INFORMATION:
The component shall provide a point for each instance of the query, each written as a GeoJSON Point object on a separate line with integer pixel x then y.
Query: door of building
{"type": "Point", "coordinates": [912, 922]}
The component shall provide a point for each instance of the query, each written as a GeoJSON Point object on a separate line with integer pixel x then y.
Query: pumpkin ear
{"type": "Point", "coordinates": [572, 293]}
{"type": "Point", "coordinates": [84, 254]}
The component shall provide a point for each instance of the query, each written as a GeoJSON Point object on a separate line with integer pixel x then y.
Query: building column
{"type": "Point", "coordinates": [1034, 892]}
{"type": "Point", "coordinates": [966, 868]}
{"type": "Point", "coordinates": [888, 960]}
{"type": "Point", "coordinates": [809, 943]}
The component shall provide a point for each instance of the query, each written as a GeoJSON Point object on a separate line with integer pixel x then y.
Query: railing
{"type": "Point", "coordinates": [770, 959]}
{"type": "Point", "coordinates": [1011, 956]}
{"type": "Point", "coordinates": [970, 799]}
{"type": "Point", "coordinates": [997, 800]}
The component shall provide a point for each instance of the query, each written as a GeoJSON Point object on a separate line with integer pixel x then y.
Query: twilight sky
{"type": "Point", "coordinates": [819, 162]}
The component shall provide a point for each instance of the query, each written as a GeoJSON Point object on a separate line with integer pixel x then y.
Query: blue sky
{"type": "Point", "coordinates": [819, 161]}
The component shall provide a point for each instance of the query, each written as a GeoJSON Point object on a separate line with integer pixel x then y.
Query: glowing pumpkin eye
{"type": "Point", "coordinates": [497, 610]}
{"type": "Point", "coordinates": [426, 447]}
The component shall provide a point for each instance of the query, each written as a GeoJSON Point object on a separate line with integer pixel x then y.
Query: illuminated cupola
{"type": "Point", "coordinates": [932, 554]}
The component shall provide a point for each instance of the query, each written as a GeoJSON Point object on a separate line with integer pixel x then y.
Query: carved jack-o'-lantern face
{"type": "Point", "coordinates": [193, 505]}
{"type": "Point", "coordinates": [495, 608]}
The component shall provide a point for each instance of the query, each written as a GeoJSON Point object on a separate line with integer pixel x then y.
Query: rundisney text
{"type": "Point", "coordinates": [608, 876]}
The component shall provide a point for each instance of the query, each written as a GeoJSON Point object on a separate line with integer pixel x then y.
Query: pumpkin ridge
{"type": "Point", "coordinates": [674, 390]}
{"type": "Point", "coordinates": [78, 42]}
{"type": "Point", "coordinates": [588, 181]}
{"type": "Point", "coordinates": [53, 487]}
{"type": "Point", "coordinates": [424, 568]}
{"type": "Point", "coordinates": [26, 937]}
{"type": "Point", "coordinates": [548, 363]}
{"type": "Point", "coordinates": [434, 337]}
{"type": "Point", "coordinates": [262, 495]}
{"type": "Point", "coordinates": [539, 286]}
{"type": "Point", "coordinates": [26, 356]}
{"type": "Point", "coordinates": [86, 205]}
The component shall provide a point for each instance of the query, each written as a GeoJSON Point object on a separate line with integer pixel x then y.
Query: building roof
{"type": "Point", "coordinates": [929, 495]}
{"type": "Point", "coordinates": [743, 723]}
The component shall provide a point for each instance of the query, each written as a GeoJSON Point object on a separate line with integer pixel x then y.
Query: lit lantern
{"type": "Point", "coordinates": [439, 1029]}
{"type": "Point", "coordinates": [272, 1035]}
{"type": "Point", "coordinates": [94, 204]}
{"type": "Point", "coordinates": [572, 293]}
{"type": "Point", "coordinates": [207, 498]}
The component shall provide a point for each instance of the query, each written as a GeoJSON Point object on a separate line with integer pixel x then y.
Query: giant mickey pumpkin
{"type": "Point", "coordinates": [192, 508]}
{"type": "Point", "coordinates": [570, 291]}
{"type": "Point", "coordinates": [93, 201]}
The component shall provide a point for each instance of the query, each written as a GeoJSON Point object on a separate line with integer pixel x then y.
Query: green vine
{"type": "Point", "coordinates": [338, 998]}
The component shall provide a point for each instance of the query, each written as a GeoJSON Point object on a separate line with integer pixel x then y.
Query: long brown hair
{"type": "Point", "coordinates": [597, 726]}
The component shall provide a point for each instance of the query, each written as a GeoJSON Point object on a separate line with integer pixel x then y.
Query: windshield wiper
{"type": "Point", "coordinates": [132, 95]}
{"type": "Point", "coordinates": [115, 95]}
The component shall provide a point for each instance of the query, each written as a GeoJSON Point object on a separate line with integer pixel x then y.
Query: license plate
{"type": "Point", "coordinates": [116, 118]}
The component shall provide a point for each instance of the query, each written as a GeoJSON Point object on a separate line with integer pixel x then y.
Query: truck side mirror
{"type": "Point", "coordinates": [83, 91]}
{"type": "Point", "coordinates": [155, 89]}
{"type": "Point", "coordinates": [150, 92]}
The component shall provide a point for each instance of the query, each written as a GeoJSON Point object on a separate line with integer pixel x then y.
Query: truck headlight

ASSIGNED TASK: Each record above is to be printed again exactly as written.

TASK SOLUTION:
The component shall provide a point for each instance of the query, each written as a GeoJSON Point object on a separate line with integer pixel x then y.
Query: door of building
{"type": "Point", "coordinates": [912, 922]}
The component shall provide a point for each instance of the query, each written as a GeoJSON Point object on a separate line with integer pixel x then y.
Query: pumpkin ear
{"type": "Point", "coordinates": [572, 293]}
{"type": "Point", "coordinates": [84, 254]}
The component shall provide a point for each instance of the query, each written as a GeoJSON Point object on a separate line with integer pixel x then y.
Query: building column
{"type": "Point", "coordinates": [1034, 892]}
{"type": "Point", "coordinates": [966, 868]}
{"type": "Point", "coordinates": [888, 960]}
{"type": "Point", "coordinates": [809, 943]}
The component shall provide a point for each instance of the query, each written as a GeoJSON Point object on a separate line with integer pixel x then y.
Query: railing
{"type": "Point", "coordinates": [770, 959]}
{"type": "Point", "coordinates": [1011, 956]}
{"type": "Point", "coordinates": [970, 799]}
{"type": "Point", "coordinates": [997, 800]}
The component shall provide a point for each instance of the query, each written as a GeoJSON Point object on a separate line with integer pixel x then y.
Query: twilight sky
{"type": "Point", "coordinates": [819, 162]}
The component shall provide a point for each instance of the query, each written as a GeoJSON Point object on a separate line with integer pixel x then y.
Query: blue sky
{"type": "Point", "coordinates": [819, 161]}
The component shall provide a point for each instance of the query, each written as a GeoJSON Point object on a separate line with integer pixel x then y.
Query: glowing pumpkin eye
{"type": "Point", "coordinates": [497, 610]}
{"type": "Point", "coordinates": [426, 447]}
The component shall provide a point for each instance of the query, each written as a GeoJSON Point object on a separate line with integer pixel x then y.
Query: illuminated cupola
{"type": "Point", "coordinates": [932, 554]}
The component shall provide a point for each instance of the query, each written as a GeoJSON Point object on a separate line with integer pixel x then y.
Query: carved jack-o'-lantern face
{"type": "Point", "coordinates": [193, 505]}
{"type": "Point", "coordinates": [495, 608]}
The component shall provide a point for each instance of the query, each written as a GeoJSON Point object on a separate line with integer pixel x then y.
Query: rundisney text
{"type": "Point", "coordinates": [608, 876]}
The component shall provide a point for each instance of the query, each written as a GeoJSON Point object on a separate line with integer pixel x then y.
Query: pumpkin ridge
{"type": "Point", "coordinates": [674, 390]}
{"type": "Point", "coordinates": [78, 42]}
{"type": "Point", "coordinates": [588, 181]}
{"type": "Point", "coordinates": [53, 487]}
{"type": "Point", "coordinates": [424, 568]}
{"type": "Point", "coordinates": [26, 937]}
{"type": "Point", "coordinates": [548, 363]}
{"type": "Point", "coordinates": [434, 337]}
{"type": "Point", "coordinates": [262, 495]}
{"type": "Point", "coordinates": [539, 286]}
{"type": "Point", "coordinates": [26, 356]}
{"type": "Point", "coordinates": [86, 205]}
The component shall provide a point for each instance of the query, each written as a GeoJSON Point object on a separate line with integer pixel x then y.
Query: building roof
{"type": "Point", "coordinates": [929, 495]}
{"type": "Point", "coordinates": [743, 723]}
The component shall provide a point for each instance of the query, each written as a GeoJSON Point object on a separate line with integer pixel x then y.
Query: lit lantern
{"type": "Point", "coordinates": [439, 1029]}
{"type": "Point", "coordinates": [272, 1035]}
{"type": "Point", "coordinates": [94, 204]}
{"type": "Point", "coordinates": [572, 293]}
{"type": "Point", "coordinates": [207, 498]}
The component shall provide a point for each instance of the query, each written as a GeoJSON Point object on a separate line with integer pixel x then y.
Query: giant mickey pumpkin
{"type": "Point", "coordinates": [192, 508]}
{"type": "Point", "coordinates": [570, 291]}
{"type": "Point", "coordinates": [93, 201]}
The component shall provide a point for each instance of the query, each written as a GeoJSON Point object on a separate line with integer pixel x then y.
Query: green vine
{"type": "Point", "coordinates": [338, 998]}
The component shall provide a point for each instance of the query, each written as a GeoJSON Point object on a separate line with integer pixel x then y.
Query: long brown hair
{"type": "Point", "coordinates": [597, 726]}
The component shall provide a point for each instance of the query, each written as a GeoJSON Point object on a separate line with integer pixel x then y.
Query: windshield wiper
{"type": "Point", "coordinates": [132, 95]}
{"type": "Point", "coordinates": [115, 95]}
The component shall provide a point for each instance of the query, each written as a GeoJSON Point object on a separate line with integer pixel x then y.
Query: license plate
{"type": "Point", "coordinates": [116, 118]}
The component shall provide a point for each instance of the query, each written as a GeoJSON Point object on a separate line with integer pixel x then y.
Query: truck side mirror
{"type": "Point", "coordinates": [83, 91]}
{"type": "Point", "coordinates": [155, 89]}
{"type": "Point", "coordinates": [150, 92]}
The component shall provide a point for each instance of the query, each written as a GeoJSON Point object on a separate line with integer pixel x then y.
Query: truck headlight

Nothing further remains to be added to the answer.